#### [ACTIVITY 1]
According to the abstract on DPAn-6 in Alzheimer's disease models, how and for how long was DPAn-6 given to the E4FAD mice?
#### [ACTIVITY 2]
List every gene or protein whose mRNA expression DPAn-6 increased, as the abstract on DPAn-6 in Alzheimer's disease models reports.

#### [EXCERPT]
⟨
The Novel Omega-6 Fatty Acid Docosapentaenoic Acid Positively Modulates Brain Innate Immune Response for Resolving Neuroinflammation at Early and Late Stages of Humanized APOE-Based Alzheimer's Disease Models

Abstract

Neuroinflammation plays a crucial role in the development and progression of Alzheimer's disease (AD), in which activated microglia are found to be associated with neurodegeneration. However, there is limited evidence showing how neuroinflammation and activated microglia are directly linked to neurodegeneration in vivo. Besides, there are currently no effective anti-inflammatory drugs for AD. In this study, we report on an effective anti-inflammatory lipid, linoleic acid (LA) metabolite docosapentaenoic acid (DPAn-6) treatment of aged humanized EFAD mice with advanced AD pathology. We also report the associations of neuroinflammatory and/or activated microglial markers with neurodegeneration in vivo. First, we found that dietary LA reduced proinflammatory cytokines of IL1-β, IL-6, as well as mRNA expression of COX2 toward resolving neuroinflammation with an increase of IL-10 in adult AD models E3FAD and E4FAD mice. Brain fatty acid assays showed a five to six-fold increase in DPAn-6 by dietary LA, especially more in E4FAD mice, when compared to standard diet. Thus, we tested DPAn-6 in aged E4FAD mice. After DPAn-6 was administered to the E4FAD mice by oral gavage for three weeks, we found that DPAn-6 reduced microgliosis and mRNA expressions of inflammatory, microglial, and caspase markers. Further, DPAn-6 increased mRNA expressions of ADCYAP1, VGF, and neuronal pentraxin 2 in parallel, all of which were inversely correlated with inflammatory and microglial markers. Finally, both LA and DPAn-6 directly reduced mRNA expression of COX2 in amyloid-beta42 oligomer-challenged BV2 microglial cells. Together, these data indicated that DPAn-6 modulated neuroinflammatory responses toward resolution and improvement of neurodegeneration in the late stages of AD models.
⟩
#### [DATASET EXCERPTS]
⟨
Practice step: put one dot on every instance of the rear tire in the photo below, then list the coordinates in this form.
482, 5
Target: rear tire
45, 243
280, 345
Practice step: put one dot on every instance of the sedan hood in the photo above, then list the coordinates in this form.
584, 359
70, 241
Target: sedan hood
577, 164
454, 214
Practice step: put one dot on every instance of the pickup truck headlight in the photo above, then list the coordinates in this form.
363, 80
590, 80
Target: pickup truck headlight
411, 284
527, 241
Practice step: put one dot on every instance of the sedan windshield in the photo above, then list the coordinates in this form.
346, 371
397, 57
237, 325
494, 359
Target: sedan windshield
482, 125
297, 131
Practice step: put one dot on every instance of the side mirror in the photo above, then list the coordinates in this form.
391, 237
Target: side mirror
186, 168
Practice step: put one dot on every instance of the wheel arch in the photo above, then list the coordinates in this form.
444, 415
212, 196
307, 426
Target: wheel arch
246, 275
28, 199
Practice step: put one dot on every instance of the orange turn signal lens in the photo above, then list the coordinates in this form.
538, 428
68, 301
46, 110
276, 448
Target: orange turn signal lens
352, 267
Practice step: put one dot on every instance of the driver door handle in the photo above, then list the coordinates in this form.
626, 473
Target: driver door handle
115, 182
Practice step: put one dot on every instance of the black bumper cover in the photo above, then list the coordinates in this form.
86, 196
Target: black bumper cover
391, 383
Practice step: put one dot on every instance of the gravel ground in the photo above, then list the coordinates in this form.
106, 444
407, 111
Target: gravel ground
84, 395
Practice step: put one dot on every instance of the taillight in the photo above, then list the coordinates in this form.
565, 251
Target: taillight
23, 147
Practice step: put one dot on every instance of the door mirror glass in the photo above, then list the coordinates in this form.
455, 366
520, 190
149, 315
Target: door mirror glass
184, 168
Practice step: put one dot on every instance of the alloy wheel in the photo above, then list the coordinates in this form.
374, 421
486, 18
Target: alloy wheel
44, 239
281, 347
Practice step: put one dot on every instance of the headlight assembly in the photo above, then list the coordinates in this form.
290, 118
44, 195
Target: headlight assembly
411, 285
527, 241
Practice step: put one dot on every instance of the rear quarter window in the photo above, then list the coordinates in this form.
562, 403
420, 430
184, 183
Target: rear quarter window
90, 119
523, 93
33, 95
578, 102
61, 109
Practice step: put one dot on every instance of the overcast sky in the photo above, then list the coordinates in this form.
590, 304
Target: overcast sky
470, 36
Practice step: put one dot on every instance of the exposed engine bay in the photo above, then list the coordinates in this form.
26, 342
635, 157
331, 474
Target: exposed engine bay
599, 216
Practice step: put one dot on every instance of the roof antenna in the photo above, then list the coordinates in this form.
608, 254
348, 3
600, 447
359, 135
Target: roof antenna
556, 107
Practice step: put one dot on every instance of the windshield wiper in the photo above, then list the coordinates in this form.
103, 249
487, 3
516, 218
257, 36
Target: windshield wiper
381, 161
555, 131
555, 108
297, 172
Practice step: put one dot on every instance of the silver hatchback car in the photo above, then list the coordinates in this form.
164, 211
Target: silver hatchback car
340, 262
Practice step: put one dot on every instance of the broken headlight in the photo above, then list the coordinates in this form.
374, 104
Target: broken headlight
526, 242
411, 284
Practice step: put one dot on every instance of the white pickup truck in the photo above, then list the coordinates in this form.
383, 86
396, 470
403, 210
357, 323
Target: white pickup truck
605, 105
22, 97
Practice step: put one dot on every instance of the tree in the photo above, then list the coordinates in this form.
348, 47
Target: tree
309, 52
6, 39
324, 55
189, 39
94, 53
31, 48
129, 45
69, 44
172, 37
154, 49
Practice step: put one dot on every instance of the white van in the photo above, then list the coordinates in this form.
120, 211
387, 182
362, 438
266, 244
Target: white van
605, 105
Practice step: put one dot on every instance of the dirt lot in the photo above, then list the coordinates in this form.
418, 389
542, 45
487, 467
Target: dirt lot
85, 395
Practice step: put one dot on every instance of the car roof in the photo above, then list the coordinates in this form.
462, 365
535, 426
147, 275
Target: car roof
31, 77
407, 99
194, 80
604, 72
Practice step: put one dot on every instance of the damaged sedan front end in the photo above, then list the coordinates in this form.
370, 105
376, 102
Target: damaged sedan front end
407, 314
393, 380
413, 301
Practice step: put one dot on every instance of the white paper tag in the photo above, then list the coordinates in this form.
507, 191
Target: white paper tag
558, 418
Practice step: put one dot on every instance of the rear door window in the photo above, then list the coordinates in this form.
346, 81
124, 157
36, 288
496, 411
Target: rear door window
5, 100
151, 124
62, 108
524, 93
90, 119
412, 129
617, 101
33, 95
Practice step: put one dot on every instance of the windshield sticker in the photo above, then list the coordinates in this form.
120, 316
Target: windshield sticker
⟩
#### [RESPONSE BOX 1]
It was given by oral gavage for three weeks.

#### [RESPONSE BOX 2]
ADCYAP1, VGF, neuronal pentraxin 2